Data pulled from a collection
· · · · ·

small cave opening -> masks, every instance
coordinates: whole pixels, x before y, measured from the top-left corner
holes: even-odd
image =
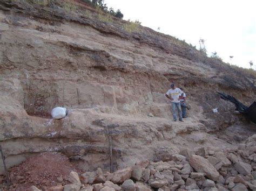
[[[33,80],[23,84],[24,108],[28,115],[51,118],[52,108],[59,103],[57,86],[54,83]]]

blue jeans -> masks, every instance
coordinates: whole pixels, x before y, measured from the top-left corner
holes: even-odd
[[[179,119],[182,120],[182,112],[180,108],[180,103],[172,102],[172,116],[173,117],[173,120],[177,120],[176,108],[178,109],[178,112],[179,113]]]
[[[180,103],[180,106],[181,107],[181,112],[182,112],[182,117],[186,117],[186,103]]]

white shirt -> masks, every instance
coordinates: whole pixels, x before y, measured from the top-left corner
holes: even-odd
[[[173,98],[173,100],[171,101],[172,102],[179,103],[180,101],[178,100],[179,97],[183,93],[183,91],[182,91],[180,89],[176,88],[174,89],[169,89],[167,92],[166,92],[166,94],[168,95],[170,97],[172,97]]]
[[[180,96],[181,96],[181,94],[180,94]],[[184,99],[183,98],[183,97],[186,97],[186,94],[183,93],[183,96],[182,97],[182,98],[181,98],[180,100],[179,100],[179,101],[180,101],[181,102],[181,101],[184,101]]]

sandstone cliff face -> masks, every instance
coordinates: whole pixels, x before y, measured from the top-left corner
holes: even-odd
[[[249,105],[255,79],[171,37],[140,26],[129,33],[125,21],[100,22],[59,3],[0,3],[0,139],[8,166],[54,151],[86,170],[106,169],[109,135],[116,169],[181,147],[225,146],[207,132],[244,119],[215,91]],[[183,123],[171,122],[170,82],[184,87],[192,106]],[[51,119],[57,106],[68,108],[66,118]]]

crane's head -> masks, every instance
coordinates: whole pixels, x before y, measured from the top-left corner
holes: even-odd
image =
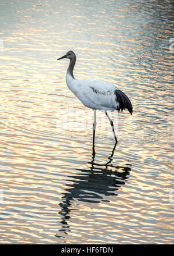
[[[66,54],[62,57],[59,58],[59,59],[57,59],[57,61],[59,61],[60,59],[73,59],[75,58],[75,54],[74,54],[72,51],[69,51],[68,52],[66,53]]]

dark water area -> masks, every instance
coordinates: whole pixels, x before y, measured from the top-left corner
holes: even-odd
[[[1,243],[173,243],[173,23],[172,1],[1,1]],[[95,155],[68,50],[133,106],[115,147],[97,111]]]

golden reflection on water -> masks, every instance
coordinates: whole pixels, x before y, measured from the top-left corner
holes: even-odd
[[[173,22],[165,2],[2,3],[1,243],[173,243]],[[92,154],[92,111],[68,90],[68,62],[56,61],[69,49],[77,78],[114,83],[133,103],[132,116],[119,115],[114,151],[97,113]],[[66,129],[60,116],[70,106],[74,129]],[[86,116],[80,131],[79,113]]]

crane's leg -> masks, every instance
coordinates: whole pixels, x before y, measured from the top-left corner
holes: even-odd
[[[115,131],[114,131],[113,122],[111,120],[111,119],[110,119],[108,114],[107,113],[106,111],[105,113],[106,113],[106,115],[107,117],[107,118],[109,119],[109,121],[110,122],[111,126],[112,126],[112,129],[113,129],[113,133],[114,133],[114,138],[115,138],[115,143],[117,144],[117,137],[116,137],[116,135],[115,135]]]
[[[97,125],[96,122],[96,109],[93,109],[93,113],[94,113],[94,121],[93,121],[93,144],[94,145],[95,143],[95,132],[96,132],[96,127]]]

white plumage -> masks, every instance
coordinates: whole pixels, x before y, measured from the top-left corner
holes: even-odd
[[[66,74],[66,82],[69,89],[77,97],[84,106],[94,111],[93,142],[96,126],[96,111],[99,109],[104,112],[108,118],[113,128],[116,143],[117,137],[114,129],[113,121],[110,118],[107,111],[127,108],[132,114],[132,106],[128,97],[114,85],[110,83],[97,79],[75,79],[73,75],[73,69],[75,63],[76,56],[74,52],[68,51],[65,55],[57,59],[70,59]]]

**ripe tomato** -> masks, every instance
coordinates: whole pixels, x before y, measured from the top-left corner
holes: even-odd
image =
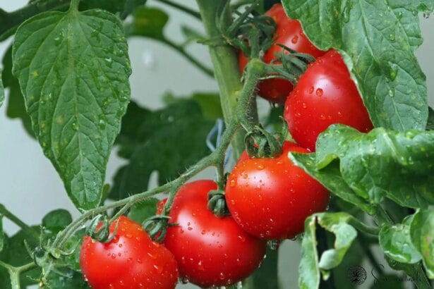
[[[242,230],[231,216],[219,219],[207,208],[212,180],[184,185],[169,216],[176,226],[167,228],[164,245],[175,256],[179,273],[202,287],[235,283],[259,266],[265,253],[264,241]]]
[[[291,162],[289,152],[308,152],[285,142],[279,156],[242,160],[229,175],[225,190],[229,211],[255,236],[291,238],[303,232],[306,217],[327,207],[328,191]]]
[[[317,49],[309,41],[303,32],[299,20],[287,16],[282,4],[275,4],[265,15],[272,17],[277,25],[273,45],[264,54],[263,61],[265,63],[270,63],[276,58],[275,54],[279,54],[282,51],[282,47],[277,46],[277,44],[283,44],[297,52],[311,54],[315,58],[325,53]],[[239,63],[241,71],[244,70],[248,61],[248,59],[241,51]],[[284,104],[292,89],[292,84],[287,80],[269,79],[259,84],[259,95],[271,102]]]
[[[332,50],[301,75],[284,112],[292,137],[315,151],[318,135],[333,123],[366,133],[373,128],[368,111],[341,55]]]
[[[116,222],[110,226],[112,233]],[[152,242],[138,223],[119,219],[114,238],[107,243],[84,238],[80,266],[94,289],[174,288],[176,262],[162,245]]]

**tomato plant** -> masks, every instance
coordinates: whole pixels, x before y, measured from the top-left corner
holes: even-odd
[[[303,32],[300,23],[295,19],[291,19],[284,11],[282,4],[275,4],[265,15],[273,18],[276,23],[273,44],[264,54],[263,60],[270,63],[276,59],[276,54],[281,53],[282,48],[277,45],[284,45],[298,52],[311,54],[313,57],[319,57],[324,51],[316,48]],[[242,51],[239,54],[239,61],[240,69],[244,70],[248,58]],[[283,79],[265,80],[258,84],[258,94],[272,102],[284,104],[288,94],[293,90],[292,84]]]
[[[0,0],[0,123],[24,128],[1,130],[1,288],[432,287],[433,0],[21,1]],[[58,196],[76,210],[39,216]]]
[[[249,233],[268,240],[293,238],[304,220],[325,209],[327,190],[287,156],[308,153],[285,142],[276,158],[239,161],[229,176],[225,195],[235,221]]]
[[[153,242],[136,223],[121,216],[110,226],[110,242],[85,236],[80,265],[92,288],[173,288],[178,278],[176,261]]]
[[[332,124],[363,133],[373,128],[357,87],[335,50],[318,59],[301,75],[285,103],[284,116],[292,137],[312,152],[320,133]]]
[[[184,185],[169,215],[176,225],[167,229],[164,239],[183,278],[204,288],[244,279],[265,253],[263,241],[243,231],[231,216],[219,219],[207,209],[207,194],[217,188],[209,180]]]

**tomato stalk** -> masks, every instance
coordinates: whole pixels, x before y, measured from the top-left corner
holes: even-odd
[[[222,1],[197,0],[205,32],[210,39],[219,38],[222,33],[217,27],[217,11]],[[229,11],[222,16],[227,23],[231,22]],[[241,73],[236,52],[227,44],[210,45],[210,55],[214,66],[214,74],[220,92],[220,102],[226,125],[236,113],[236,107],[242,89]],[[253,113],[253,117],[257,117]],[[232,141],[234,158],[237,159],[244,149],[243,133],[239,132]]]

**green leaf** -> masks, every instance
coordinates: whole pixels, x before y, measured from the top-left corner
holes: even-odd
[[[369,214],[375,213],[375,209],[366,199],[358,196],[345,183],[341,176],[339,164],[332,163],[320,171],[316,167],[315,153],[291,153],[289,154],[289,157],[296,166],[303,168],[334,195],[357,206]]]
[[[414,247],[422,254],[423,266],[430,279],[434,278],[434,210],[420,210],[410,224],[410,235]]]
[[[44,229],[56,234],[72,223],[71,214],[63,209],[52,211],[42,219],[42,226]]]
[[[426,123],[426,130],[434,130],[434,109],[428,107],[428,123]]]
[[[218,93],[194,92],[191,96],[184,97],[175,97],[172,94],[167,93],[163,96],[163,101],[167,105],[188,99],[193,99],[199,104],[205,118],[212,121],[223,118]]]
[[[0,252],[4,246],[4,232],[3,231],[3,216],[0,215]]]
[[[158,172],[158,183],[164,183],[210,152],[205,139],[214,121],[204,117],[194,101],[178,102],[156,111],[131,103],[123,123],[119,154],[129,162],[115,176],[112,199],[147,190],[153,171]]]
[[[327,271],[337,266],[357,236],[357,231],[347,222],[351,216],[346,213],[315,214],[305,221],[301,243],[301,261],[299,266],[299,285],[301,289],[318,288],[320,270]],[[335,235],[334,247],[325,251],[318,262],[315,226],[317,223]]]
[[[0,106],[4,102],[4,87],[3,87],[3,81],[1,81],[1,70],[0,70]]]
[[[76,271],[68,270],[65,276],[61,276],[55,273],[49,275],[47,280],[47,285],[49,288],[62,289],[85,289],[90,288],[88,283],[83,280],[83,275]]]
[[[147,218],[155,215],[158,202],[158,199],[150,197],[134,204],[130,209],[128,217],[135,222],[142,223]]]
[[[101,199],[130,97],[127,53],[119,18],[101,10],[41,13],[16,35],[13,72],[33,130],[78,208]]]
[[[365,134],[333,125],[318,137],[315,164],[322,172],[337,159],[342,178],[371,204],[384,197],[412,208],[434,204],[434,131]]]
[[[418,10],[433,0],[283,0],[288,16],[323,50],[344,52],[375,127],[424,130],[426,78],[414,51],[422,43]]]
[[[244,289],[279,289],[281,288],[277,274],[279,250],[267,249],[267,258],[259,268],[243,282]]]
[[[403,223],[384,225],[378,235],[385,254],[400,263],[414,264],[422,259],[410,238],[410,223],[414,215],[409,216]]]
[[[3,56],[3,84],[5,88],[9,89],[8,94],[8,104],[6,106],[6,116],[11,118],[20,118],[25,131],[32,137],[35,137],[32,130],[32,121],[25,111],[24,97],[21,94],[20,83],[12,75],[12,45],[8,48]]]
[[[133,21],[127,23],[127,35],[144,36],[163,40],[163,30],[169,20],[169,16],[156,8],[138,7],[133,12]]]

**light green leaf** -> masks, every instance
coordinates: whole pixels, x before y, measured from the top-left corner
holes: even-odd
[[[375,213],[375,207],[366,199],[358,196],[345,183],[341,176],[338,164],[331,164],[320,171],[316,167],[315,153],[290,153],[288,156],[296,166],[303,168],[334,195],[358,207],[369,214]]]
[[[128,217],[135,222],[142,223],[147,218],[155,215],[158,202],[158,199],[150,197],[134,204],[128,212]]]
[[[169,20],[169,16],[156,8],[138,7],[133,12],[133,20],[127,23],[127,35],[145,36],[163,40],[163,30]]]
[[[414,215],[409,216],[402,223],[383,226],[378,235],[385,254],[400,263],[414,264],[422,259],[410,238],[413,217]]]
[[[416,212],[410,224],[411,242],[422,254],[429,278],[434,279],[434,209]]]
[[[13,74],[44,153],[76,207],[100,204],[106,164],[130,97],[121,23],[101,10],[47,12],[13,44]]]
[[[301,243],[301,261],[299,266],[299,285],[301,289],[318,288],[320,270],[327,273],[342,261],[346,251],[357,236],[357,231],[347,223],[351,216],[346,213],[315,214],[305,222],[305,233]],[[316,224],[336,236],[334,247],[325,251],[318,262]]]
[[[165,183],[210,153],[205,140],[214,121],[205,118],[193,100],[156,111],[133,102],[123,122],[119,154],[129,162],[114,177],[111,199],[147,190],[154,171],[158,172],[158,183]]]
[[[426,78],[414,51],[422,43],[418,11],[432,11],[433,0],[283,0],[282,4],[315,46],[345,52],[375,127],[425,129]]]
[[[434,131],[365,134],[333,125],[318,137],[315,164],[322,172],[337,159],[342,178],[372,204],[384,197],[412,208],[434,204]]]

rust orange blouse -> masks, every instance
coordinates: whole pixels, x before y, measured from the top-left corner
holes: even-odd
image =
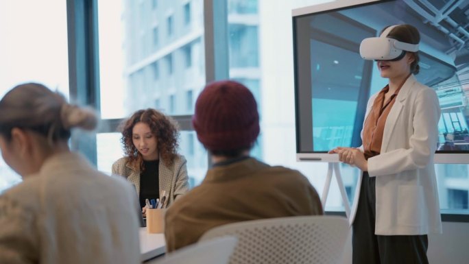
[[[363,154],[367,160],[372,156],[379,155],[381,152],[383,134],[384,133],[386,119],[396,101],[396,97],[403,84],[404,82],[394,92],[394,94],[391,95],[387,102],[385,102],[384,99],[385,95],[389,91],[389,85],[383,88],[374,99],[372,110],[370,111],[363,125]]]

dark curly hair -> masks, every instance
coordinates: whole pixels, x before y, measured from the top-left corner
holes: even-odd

· · · · ·

SET EXERCISE
Tally the lines of the records that contain the string "tomato", with case counting. What number do you get? Give the number alone.

EXERCISE RESULT
3